Instructions to follow
Output all lines exactly, with nothing added or dropped.
== Data to use ==
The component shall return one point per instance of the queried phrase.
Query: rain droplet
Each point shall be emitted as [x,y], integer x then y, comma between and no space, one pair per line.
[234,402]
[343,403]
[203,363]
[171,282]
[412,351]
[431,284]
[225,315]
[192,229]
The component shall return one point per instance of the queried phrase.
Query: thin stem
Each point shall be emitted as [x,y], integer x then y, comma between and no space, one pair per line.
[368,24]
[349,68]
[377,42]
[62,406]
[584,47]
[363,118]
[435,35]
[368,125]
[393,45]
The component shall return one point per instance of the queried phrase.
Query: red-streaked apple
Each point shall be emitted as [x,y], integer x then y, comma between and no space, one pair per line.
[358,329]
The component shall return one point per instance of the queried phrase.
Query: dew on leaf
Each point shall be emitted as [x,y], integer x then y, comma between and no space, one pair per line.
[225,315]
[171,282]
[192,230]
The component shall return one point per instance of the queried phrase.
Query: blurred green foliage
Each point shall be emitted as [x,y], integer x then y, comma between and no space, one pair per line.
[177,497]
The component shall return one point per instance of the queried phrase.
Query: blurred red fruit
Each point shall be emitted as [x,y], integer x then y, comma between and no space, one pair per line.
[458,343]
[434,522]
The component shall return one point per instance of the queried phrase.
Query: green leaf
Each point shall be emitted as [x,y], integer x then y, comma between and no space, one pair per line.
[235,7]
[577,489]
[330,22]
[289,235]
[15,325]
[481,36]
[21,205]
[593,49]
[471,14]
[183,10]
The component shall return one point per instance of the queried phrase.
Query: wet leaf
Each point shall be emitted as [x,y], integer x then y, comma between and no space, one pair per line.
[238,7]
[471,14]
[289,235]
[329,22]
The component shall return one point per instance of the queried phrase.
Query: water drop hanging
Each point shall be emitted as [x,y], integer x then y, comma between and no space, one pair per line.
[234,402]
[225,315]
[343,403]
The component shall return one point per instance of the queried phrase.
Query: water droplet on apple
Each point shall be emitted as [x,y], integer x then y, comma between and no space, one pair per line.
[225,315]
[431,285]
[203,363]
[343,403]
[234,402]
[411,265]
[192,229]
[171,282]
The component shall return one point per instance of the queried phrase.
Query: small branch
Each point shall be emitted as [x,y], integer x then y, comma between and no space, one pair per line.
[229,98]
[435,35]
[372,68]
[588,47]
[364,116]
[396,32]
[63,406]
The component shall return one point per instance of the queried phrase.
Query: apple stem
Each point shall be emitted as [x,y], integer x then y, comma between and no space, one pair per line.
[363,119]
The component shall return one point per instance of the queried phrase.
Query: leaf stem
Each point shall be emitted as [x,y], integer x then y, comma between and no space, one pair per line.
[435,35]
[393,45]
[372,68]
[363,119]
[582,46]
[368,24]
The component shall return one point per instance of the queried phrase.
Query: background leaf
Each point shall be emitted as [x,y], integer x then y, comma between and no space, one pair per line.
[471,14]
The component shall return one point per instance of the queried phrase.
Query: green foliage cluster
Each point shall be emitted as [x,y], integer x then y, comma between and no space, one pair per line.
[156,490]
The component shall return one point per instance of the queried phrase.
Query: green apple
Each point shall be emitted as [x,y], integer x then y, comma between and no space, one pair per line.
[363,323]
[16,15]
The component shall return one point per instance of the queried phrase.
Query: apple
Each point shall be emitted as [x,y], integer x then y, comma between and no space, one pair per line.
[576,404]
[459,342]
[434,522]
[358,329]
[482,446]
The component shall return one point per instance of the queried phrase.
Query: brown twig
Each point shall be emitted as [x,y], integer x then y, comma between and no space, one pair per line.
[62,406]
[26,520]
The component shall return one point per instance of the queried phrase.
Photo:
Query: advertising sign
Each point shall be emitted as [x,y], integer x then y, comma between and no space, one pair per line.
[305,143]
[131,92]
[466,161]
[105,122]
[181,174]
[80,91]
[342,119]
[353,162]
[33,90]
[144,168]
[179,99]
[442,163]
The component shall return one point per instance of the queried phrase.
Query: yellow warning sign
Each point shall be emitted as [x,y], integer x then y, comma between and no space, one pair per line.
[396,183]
===
Exercise output
The component shall return one point per instance of the queried phrase.
Query: rain droplet
Each point shall be emitted as [x,y], integer x then y, comma between and no space, one pair per line.
[234,402]
[343,403]
[203,363]
[171,282]
[412,351]
[431,284]
[225,315]
[192,229]
The component shall return one point per instance of the queried phrase.
Query: thin stem
Each point shall be emitted as [x,y], integer x then y, comma between and no space, one pair per line.
[368,24]
[349,68]
[377,42]
[62,406]
[584,47]
[363,118]
[435,35]
[368,125]
[393,45]
The component shall return one point per instance of the queried phrase.
Query: red-streaked apple
Each point shall be emitted as [x,y], integer x then y, comma between and no space, one pair per line.
[358,329]
The component shall return one point per instance of the queried phrase.
Query: dew on leaf
Each point shall be emitted as [x,y], integer x then y, comma between and no space, one pair per line.
[225,315]
[171,282]
[192,230]
The component shall return one point per instance of the queried phrase.
Query: blurred green foliage
Each point shall be emitted as [x,y], integer x then y, comma between and no space, one pair per line.
[177,497]
The component shall return one point per instance of the queried phrase.
Query: blurred red fruit
Each point shall be emitted as [x,y], integer x then y, comma between and no space, one pair per line.
[458,343]
[434,522]
The component shall return one point per instance of the queried phrase.
Query: green leaf
Each point shall be emitted as [x,y], integer x then y, comma between and no space, one pair per line.
[235,7]
[577,489]
[330,22]
[289,235]
[15,325]
[481,36]
[21,205]
[593,49]
[471,14]
[183,10]
The component shall return one point per instance of the queried phrase.
Query: wet leaf
Each point shall be emitted as [x,y], integer x then y, comma between and no space, one pair per line.
[238,7]
[471,14]
[289,235]
[329,22]
The component shall return one point per instance of the queried phrase.
Query: water drop hanging
Each point shall be emitted as [x,y], integer x then y, comma between and no space, one pair per line.
[234,402]
[225,315]
[343,403]
The component shall return one point per instance of the queried phrase.
Query: water droplet on apple
Each point shall be emitted as [x,y], integer x then y, comma between and no space, one pair per line.
[225,315]
[431,285]
[203,363]
[343,403]
[234,402]
[411,265]
[192,229]
[171,282]
The component shall return one point per instance of the queried phrase.
Query: small branch
Each point shall be emitted as [x,y], integer x then y, comma between and no space, one pair per line.
[229,98]
[435,35]
[372,68]
[588,47]
[364,116]
[396,32]
[63,406]
The component shall return one point per instance of the queried phrase.
Query: apple stem
Each point shall be emitted as [x,y], integer x then y, comma between and no space, one pair per line.
[363,119]
The component shall return one point per instance of the queried phrase.
Query: leaf stem
Each point shall be emitted as [x,y], integer x then y, comma between and no space, one pair per line.
[435,35]
[393,45]
[372,68]
[363,119]
[582,46]
[368,24]
The component shall return one point per instance of the queried phrase.
Query: background leaf
Each point shall be emitted as [x,y], integer x then y, comma between and no space, one pair per line.
[471,14]
The component shall return one point per instance of the queried phrase.
Query: green foliage cluster
Each point shall be emitted as [x,y], integer x then y, comma between and no space, one pair per line.
[156,490]
The component shall return one point per instance of the queried phrase.
Query: green apple
Each point shall be emitted as [x,y], integer x then y, comma between and no space, one pair per line.
[363,323]
[16,15]
The component shall return one point per instance of the queried phrase.
Query: apple
Each point shall be emitted as [x,y], integer x then y, comma between and no space, one pair per line.
[576,404]
[459,342]
[434,522]
[358,329]
[482,446]
The component shall return one point per instance of the queried phrase.
Query: brown twig
Each point shall be emitted as [x,y], integer x then y, comma between and no space, one pair per line.
[62,406]
[26,520]
The component shall return one point per instance of the queried phrase.
Photo:
Query: advertising sign
Each point shall be emitted as [x,y], integer x then y, comma between and no space, one pair per line.
[305,143]
[131,92]
[466,161]
[105,122]
[181,174]
[80,91]
[342,119]
[353,162]
[33,90]
[144,168]
[179,99]
[442,163]
The component shall return one point per instance of the queried phrase.
Query: yellow warning sign
Each point shall be emitted as [x,y], integer x then y, comma between and no space, one pair per line.
[396,183]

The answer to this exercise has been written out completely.